**EXERCISE REQUIREMENTS**: Could you write out every one of the records below word for word, leaving the pictures out of your copy?

**DATASET**:
==*==

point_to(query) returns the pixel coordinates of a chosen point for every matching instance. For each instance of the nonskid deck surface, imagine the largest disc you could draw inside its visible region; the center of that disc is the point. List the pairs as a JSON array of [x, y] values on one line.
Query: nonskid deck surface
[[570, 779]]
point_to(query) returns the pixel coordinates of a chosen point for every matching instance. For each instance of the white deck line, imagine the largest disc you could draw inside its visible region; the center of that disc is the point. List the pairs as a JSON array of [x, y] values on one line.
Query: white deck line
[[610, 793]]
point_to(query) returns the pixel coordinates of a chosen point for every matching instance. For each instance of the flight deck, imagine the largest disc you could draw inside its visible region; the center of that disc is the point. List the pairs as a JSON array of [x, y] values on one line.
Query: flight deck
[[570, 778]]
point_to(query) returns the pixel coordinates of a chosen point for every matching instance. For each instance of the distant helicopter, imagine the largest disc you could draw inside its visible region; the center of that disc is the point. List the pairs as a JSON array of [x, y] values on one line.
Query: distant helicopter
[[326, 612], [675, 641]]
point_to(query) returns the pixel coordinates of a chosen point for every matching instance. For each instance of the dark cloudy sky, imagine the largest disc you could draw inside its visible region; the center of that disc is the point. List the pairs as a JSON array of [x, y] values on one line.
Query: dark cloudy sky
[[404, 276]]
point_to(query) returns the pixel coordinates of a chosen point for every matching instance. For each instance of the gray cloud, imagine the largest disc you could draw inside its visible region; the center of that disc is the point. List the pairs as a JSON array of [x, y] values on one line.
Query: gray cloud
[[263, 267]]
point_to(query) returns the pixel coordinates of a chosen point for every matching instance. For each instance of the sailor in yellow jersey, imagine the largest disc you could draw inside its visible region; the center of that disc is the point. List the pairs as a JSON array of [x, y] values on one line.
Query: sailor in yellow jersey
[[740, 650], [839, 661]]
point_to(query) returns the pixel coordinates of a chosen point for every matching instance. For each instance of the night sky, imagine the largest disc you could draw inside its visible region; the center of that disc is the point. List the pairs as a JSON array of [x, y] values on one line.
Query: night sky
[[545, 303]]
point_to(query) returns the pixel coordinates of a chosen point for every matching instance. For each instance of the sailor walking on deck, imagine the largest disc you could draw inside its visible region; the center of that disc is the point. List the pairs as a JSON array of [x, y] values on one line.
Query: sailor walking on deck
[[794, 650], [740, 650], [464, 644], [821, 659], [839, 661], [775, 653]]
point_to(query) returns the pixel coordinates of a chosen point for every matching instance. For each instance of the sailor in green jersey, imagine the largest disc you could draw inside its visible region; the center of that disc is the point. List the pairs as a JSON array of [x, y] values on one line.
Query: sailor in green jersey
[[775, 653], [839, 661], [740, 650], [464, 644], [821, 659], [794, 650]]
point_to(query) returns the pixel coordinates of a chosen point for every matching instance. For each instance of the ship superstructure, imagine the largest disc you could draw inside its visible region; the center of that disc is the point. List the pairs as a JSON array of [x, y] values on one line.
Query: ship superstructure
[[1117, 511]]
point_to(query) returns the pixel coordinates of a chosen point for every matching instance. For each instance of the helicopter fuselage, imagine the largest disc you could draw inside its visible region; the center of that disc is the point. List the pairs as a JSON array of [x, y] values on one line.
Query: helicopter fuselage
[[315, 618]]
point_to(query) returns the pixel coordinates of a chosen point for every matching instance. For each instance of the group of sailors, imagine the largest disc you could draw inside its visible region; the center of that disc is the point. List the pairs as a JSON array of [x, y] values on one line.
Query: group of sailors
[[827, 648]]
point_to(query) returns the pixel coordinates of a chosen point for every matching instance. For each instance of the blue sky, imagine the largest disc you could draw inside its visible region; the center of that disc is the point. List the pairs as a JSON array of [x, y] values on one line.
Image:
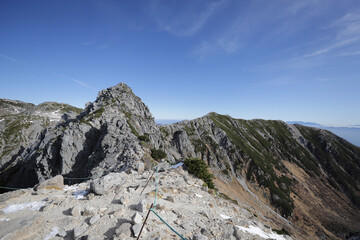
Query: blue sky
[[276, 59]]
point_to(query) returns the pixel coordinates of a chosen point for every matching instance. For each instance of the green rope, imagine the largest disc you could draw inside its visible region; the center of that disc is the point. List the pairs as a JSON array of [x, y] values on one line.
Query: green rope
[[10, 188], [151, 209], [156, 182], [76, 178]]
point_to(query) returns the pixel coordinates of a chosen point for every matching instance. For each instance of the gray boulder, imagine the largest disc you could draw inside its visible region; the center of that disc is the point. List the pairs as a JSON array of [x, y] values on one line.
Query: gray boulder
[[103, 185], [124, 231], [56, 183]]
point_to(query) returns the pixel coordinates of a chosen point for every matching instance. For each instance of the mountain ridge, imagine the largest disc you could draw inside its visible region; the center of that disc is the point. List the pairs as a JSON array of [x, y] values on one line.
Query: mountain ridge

==*==

**ANSWER IN FULL**:
point_to(query) returns the pixel coordinates of a chosen point for every matching instance. For each instance of the nonskid deck surface, imagine the largest disc you could draw inside its visible region; the center of that disc is the point. List the pairs as a JSON array of [x, y] values on one line.
Query: nonskid deck surface
[[570, 779]]
point_to(query) returns the pixel coordinates of a chosen point for every matching instance. For each instance of the white deck line, imagine the largest disc you could draw inside its visible region; the center of that disc is the point. List the pairs as a JSON array of [x, y] values on one line.
Query: white deck line
[[610, 793]]
point_to(query) returns the pixel coordinates of a chosen point for every matching instance. For each instance of the flight deck, imagine the largest disc you could draw inside its visible region; the center of that disc is the point. List the pairs as a JSON array of [x, y] values on one line.
Query: flight deck
[[570, 778]]
point_to(query) returns the pixel coordinates of a chosen point for every matching instance. For each instance of the distant helicopter, imagine the largest disc you could draw inside its visible region; the center of that disc is the point. List the pairs as a JSON array of [x, y] values on one line.
Query: distant helicopter
[[326, 612], [675, 641]]
point_to(query) returns the pixel coordinates of a chosen point for every matching instance. For each instance of the dark cloudy sky, imagine the largest disc you could draw inside its visible region; the center of that disc is the point. List the pairs as a JSON array of [x, y] values on one line.
Query: dark cloudy sky
[[404, 276]]
point_to(query) returns the pixel coordinates of a chosen point for every matching instance. For each instance of the gray cloud, imagine the largest disc you could draw inside its visible region; the center of that disc is the point. List the pairs as a JSON array of [x, y] values on one line.
Query: gray cloud
[[263, 267]]
point_to(query) returns the pixel coordinates of a chosen point for every matching instance. For each instance of the sailor in yellow jersey, imagine the largest disc you could draw inside its visible region; the center of that disc is the point. List the pairs as a JSON array of [x, y] values on one line.
Query: sailor in yellow jersey
[[740, 650], [839, 661]]
point_to(query) returns the pixel coordinates of a chosen point for every matching instance. For each instance of the night sky, imagine the largest disc you could draw inside its visible region; the center of that disc is the point. List the pairs as a JSON array of [x, y] values on one line.
Query: night sky
[[545, 303]]
point_to(query) returns the pixel coordinates of a chosen point for every matching instance. For each instance of the sailor walking on deck, imagine the largest disc you could draw inside its visible region; the center of that disc is the point. List the pairs as a JSON array of [x, y] values on one line.
Query: sailor walking on deck
[[794, 650], [740, 650], [464, 644], [821, 659], [839, 661], [775, 653]]
point_to(query) returns the pixel coordinates of a chosen point for every matching instance. For each instance of the sailor in green jersey, imagine the largest disc you could draw inside its visible region; the center of that disc is the point. List the pairs as a JSON array of [x, y] values on one line.
Query: sailor in green jersey
[[775, 653], [839, 661], [740, 650], [464, 644], [821, 659], [794, 650]]
point_to(query) returns the pixel coordinates of a chosen point for every matching instance. For each instance of the ship superstructure, imagine the largest disc you could draw inside its visible region; the center of that disc is the point. List the pairs as a JSON array of [x, y] values on one line.
Query: ship superstructure
[[1117, 511]]
point_to(query) returns the pixel coordinates of a chosen point for every matching instance. For each instance of the helicopter fuselage, imagine the largest disc you could draw inside its visible region; the center of that disc is the point. List the pairs as a JSON array of [x, y] values on one line.
Query: helicopter fuselage
[[315, 618]]
point_to(query) returns the pixel coordinates of a chosen point for every matching instance. For each instance of the group of sailors, imagine the largest disc you could draw inside its visible region; the center of that disc is the point. List the pairs as a JSON array of [x, y] values on one line.
Query: group of sailors
[[827, 648]]
point_to(query) returns the pixel coordinates of a chosen point for every matching instance. For each instance of the blue sky, imagine the largest disc you could draw inside its visible region; the center of that disc is the point. List the pairs as a JSON array of [x, y] values on one line.
Image:
Query: blue sky
[[276, 59]]
point_to(query) returns the pixel coordinates of a chosen point for every matching instance. For each instance of the green rope, imagine the largest disc you could draw inside its visible region; the center of that disc is the point. List the pairs as a JSON array of [x, y] values on one line.
Query: green rope
[[10, 188], [151, 209], [156, 182], [76, 178]]
point_to(query) returns the pixel coordinates of a chosen point for every matching instance. For each instance of the gray boulder, imagine the largest disc you could draw inside its visible region; the center of that disc is the point. List the pairs as a JSON array of [x, y] values on one line.
Query: gray boulder
[[103, 185], [124, 231], [56, 183]]
point_to(query) returns the pixel coordinates of a chosen point for every matching instance. For each instance of the mountain ridge, imagine the largest disc you could draw inside its visible region; the center of that disc is the point. List the pairs as a JSON array of [x, y] values on one line.
Query: mountain ridge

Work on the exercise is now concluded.